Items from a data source

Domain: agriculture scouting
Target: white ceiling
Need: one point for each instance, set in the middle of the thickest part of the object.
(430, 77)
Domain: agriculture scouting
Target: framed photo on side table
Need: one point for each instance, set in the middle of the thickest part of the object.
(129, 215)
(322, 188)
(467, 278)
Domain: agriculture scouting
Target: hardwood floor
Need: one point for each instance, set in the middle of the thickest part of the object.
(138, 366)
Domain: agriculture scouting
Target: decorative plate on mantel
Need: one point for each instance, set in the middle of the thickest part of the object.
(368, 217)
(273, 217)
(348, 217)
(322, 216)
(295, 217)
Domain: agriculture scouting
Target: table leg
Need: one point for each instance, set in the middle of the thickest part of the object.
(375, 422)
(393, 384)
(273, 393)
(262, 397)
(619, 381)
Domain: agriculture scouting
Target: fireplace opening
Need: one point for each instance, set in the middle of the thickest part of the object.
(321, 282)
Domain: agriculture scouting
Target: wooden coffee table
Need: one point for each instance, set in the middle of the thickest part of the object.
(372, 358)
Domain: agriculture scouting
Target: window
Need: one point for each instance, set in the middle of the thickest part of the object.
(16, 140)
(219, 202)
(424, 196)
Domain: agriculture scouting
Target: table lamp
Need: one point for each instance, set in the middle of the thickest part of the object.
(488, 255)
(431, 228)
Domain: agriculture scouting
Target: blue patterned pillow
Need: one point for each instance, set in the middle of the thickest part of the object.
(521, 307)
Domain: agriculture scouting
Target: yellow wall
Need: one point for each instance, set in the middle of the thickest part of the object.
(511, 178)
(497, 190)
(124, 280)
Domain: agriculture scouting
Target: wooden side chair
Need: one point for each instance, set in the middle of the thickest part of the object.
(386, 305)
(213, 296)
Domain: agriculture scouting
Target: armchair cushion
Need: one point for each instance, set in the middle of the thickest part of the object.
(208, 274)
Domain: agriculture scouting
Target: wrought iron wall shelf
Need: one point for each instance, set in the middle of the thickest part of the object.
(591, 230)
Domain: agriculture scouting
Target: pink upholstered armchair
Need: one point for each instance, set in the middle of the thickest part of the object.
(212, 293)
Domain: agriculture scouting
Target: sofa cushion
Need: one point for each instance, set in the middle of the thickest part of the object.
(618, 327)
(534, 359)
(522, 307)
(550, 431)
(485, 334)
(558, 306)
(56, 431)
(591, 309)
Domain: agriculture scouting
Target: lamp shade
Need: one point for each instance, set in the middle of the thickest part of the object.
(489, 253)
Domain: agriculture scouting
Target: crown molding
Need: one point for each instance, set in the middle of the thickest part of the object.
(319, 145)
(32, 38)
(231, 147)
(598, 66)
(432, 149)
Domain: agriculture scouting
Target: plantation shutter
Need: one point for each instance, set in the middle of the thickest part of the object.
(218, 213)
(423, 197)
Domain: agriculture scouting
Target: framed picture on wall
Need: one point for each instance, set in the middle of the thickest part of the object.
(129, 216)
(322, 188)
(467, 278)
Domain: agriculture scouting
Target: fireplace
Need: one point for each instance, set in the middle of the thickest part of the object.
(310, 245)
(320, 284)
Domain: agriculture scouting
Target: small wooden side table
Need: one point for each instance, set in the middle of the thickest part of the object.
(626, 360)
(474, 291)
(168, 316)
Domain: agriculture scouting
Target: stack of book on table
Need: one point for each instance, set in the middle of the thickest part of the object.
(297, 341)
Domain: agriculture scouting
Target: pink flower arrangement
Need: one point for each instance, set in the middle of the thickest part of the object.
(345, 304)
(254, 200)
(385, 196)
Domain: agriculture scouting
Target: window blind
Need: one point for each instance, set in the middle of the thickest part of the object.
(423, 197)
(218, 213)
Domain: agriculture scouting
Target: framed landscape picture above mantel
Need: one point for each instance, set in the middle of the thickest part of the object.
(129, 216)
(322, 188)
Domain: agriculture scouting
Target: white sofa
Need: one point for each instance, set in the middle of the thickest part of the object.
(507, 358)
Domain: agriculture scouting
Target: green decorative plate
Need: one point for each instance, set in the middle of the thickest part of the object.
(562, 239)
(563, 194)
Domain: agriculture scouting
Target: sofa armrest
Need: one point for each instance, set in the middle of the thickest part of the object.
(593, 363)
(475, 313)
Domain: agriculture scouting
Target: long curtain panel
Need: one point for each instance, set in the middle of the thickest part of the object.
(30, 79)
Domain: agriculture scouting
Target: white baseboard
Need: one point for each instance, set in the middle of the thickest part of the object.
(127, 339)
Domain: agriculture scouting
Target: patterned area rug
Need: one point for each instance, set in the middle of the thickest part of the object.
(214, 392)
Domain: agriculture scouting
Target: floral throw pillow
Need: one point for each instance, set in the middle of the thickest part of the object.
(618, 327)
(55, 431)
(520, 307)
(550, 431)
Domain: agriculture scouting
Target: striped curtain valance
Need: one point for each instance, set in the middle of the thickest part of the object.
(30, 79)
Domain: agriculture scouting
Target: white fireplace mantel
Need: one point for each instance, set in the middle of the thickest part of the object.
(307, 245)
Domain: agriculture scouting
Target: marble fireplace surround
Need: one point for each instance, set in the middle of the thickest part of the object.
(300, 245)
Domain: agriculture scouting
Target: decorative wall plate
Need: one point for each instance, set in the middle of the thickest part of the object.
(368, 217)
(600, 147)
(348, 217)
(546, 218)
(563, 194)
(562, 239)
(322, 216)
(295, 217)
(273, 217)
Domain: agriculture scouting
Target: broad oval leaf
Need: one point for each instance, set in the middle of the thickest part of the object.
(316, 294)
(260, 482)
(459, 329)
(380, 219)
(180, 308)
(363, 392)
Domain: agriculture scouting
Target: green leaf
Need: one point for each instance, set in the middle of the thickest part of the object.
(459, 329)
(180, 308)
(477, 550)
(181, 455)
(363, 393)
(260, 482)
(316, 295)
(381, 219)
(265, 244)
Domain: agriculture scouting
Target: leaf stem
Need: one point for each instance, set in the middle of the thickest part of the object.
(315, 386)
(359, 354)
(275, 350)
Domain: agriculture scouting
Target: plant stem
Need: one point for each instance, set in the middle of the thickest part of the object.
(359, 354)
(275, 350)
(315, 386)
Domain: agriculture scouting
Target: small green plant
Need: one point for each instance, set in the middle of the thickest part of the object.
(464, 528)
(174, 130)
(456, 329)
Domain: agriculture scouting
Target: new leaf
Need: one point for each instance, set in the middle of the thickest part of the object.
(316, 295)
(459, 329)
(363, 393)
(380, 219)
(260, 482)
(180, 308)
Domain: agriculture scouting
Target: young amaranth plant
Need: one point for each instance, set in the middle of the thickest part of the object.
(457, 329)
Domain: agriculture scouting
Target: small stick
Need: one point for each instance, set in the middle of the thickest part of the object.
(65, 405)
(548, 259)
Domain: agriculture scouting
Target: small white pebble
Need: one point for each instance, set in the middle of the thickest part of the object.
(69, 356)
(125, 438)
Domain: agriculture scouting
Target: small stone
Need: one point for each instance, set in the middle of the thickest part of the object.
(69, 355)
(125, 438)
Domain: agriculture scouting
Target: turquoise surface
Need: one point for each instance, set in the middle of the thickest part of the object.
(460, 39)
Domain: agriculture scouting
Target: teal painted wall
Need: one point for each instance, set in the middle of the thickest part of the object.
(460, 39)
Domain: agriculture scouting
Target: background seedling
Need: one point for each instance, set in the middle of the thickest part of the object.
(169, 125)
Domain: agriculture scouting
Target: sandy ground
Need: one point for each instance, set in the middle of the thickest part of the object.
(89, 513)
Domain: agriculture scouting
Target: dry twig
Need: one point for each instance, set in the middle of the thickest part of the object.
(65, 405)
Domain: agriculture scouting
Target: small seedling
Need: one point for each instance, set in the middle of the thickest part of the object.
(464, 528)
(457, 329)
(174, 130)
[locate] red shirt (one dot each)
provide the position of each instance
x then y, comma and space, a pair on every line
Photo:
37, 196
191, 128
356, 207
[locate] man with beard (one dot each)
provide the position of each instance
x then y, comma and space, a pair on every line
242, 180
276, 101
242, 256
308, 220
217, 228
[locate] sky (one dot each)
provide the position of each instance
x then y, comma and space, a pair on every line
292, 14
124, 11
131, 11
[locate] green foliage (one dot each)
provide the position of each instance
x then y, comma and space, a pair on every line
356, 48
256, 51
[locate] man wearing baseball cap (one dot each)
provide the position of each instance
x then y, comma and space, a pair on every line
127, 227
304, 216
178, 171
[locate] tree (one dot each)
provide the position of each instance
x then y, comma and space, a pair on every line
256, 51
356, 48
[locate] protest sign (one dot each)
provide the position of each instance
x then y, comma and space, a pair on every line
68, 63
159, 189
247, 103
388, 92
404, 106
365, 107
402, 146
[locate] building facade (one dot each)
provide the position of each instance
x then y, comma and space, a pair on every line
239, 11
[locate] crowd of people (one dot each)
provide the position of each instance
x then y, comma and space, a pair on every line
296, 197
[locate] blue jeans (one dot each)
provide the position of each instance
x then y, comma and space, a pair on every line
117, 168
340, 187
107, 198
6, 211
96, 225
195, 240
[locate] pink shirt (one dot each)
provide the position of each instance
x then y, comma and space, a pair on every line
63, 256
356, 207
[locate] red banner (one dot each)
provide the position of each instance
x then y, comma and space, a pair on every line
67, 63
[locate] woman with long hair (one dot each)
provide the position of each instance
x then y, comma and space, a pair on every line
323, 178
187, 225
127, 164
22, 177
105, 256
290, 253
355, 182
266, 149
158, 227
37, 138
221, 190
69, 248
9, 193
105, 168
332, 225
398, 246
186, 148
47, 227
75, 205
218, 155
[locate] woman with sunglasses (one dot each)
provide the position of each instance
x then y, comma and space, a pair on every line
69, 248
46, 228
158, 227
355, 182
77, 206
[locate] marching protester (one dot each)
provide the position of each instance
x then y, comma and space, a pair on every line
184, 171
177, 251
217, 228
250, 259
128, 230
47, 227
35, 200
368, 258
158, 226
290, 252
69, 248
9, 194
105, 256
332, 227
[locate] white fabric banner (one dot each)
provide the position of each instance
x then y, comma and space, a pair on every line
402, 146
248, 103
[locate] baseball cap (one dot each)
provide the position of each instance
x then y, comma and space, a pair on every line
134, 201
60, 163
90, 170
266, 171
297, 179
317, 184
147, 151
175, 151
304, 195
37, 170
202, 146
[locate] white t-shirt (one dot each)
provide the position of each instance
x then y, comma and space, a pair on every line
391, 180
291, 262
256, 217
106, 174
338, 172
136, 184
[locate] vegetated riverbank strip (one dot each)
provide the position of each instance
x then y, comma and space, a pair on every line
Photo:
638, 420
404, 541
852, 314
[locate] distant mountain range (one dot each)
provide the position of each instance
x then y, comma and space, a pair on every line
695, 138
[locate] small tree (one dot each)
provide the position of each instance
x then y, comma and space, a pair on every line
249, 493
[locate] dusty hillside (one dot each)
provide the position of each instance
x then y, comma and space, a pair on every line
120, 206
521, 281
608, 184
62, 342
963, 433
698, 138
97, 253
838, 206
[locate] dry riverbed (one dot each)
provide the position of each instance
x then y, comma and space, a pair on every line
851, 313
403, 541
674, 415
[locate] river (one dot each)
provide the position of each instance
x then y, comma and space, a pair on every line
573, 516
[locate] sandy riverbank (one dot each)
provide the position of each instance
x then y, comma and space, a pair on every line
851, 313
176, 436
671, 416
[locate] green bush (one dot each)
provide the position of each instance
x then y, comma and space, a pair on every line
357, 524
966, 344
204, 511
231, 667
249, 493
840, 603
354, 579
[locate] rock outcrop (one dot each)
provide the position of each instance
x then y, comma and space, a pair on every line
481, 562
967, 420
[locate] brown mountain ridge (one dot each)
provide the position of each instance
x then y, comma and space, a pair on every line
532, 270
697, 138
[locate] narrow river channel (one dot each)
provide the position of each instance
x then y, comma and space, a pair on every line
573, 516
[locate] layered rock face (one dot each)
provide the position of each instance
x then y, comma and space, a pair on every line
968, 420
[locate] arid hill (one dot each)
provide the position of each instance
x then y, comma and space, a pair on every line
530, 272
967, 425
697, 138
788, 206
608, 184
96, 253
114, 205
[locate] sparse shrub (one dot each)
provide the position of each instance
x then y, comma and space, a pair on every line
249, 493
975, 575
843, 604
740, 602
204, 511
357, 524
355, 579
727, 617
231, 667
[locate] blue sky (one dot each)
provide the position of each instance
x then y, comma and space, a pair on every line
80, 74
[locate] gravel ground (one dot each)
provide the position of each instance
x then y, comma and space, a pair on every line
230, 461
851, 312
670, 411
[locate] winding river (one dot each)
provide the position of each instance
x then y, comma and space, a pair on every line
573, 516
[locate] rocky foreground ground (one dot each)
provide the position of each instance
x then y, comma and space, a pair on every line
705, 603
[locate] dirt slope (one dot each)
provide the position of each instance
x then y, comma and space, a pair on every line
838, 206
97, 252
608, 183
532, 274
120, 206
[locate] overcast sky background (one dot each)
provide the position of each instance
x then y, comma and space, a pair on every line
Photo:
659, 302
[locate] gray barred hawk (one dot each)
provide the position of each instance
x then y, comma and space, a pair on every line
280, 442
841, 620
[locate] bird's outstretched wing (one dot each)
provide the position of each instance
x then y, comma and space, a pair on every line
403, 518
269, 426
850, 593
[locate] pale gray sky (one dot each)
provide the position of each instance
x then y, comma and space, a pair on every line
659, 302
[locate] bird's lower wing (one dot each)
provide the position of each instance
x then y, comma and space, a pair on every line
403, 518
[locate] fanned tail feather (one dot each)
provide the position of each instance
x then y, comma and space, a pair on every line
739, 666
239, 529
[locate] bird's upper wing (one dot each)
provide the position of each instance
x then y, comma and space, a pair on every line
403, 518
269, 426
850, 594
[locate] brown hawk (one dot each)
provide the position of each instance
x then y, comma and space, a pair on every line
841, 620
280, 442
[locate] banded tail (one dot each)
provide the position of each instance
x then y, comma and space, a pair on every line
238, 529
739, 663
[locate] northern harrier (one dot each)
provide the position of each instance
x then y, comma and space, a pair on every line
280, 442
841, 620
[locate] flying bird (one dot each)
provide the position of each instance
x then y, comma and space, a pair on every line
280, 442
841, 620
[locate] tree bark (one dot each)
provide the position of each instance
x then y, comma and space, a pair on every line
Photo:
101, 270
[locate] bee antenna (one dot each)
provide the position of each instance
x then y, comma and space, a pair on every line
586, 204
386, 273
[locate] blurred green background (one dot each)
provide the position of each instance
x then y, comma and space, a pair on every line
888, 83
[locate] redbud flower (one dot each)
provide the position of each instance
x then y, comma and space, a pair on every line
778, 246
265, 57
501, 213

_PROBLEM DETAILS:_ Copy out every line of the material, starting with the line that contains "[locate] banded tail (one dot each)" and going on through its final line. Offset each listed coordinate pair by adding 114 to both of its numbers.

_ANSWER IN FULL:_
[locate] banded tail (one dot each)
provide the position of each instance
x then y, comma and space, a pair on every line
352, 643
853, 777
[locate] northern harrier (one dot each)
provide the position of each instance
x then y, comma and space, a pair on every line
394, 556
955, 734
[locate] flying bird (one dot each)
provide the position of each instance
x then y, comma and space, a pair on every line
394, 556
955, 734
[locate] tree bark (one dot each)
provide the position of each instance
x then y, comma and space, a pair on every line
Photo:
215, 384
[locate] bee antenna (one dot each)
provide the position of each instance
x then y, comma and space, a pair on every line
700, 318
500, 387
[locate] blurred green background (one dot each)
provide the position of each instance
x then y, comma and space, a pair on every line
1002, 197
[locate] redbud flower (one dot each)
provide the position of each instance
x then y, comma and space, a pair on every line
892, 360
379, 171
615, 327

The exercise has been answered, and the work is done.